• _REQUEST_:
Your task is to transcribe the entries below exactly, beginning with the line containing "Task: a point for each instance of the breakfast" and ending with the final line, and to add nothing else.
--- DATASET RECORDS ---
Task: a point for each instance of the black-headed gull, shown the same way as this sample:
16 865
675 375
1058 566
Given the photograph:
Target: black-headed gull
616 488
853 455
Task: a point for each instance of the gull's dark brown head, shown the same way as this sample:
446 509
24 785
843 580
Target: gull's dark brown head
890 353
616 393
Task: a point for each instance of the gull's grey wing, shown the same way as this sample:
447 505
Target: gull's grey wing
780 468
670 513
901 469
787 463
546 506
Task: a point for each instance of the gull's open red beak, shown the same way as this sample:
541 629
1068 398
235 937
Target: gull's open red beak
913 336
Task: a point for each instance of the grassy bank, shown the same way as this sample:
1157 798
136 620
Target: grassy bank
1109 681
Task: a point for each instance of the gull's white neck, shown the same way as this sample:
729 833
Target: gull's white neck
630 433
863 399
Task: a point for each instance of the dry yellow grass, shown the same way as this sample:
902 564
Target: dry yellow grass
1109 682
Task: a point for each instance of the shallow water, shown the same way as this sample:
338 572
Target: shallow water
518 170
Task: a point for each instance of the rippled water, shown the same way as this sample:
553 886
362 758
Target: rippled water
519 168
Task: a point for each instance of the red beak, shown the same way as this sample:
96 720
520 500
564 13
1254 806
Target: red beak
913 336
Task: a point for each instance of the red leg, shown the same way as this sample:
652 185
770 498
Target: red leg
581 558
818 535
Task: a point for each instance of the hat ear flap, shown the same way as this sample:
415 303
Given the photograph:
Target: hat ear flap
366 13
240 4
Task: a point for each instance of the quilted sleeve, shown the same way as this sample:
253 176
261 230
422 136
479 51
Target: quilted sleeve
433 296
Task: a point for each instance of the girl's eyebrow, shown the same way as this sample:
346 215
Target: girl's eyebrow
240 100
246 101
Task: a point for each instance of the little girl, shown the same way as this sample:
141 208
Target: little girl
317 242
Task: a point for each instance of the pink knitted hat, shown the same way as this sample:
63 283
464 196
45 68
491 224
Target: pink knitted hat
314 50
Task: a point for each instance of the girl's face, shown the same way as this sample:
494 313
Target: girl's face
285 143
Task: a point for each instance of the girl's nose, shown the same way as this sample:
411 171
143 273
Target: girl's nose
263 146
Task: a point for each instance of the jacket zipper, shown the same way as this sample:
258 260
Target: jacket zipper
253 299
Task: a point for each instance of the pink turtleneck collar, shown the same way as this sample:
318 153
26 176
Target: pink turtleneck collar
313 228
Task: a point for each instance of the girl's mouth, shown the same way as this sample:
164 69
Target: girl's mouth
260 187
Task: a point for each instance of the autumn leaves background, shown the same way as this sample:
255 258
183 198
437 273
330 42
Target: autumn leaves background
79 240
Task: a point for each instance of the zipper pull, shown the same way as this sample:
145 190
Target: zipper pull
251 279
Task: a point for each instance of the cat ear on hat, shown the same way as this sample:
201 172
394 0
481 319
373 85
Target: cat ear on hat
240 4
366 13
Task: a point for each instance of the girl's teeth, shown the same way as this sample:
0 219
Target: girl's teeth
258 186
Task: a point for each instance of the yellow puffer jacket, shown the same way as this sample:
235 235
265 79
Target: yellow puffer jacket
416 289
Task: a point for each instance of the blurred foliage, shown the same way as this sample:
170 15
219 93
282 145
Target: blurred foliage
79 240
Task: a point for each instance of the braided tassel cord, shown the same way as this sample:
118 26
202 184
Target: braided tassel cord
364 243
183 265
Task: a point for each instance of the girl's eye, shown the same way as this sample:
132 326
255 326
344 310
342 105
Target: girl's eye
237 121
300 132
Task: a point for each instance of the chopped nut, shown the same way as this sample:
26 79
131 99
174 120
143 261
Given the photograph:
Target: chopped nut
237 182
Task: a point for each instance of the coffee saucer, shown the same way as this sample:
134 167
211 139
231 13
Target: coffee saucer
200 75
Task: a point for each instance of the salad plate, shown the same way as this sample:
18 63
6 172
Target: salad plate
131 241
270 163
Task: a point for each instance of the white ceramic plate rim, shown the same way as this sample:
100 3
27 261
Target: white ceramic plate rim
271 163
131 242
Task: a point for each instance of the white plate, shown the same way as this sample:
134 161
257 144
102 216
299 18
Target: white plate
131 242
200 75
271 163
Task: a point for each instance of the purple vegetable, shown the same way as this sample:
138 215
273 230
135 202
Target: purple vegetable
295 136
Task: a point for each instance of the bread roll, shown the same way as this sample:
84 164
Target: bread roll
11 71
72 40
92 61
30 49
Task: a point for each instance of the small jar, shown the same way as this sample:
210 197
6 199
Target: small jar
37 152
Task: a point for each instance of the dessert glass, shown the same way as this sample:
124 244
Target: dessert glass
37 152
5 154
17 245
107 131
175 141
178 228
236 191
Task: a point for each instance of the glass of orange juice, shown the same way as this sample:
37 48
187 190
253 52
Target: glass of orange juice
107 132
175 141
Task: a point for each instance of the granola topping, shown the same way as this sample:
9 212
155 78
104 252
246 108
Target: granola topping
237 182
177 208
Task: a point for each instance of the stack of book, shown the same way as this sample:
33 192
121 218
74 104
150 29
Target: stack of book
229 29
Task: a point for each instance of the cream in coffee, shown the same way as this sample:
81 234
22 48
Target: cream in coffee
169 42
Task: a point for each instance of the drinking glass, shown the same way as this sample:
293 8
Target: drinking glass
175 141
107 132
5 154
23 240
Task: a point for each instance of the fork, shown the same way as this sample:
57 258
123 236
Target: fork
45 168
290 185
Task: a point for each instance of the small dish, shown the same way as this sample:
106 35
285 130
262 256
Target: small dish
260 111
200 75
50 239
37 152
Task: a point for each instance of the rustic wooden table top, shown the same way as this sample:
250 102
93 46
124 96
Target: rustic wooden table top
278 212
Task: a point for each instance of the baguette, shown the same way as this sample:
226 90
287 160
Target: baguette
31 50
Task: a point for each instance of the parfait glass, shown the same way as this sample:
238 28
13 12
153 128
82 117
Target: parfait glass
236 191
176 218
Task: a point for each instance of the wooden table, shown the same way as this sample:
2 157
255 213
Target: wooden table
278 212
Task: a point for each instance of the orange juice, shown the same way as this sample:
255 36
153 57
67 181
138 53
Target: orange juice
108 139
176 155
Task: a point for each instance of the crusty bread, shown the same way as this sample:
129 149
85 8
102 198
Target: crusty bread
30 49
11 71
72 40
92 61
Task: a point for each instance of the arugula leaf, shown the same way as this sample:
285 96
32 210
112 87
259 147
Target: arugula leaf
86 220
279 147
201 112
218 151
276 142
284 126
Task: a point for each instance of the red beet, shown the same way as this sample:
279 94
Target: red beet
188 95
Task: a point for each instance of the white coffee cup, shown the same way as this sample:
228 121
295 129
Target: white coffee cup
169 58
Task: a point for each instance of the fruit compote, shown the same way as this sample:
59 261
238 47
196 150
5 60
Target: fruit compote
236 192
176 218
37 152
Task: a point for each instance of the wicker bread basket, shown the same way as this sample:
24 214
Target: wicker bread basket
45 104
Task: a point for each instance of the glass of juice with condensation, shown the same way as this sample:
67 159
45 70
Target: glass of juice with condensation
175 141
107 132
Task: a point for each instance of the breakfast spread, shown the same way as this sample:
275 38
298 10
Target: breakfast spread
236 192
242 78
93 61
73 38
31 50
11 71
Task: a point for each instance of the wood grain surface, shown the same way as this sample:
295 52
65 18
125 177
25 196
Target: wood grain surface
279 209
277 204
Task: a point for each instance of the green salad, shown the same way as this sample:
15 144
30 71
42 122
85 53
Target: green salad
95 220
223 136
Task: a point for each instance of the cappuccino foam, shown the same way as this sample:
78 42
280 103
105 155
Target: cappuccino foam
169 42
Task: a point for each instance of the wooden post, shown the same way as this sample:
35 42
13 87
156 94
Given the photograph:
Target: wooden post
---
• _OUTPUT FOR THIS EXERCISE_:
Task: a point for each instance of the breakfast spread, shown the same way as this sample:
275 38
298 10
Target: breakfast spread
236 192
242 78
93 61
73 38
31 50
11 71
Task: a point for each instance of the wood grain surface, shown the same way as this sample:
295 52
65 18
125 177
25 196
Target: wood grain surface
279 209
277 204
Task: a point for each instance of the green salad, shown the same way as this sample:
15 144
30 71
42 122
85 53
Target: green salad
95 220
223 136
Task: a point for each instance of the cappuccino foam, shown the same way as this sample:
78 42
280 103
105 155
Target: cappuccino foam
169 42
Task: a point for each instance of the wooden post, shown the same way as this sample:
35 42
13 87
156 94
Given the photograph:
Target: wooden post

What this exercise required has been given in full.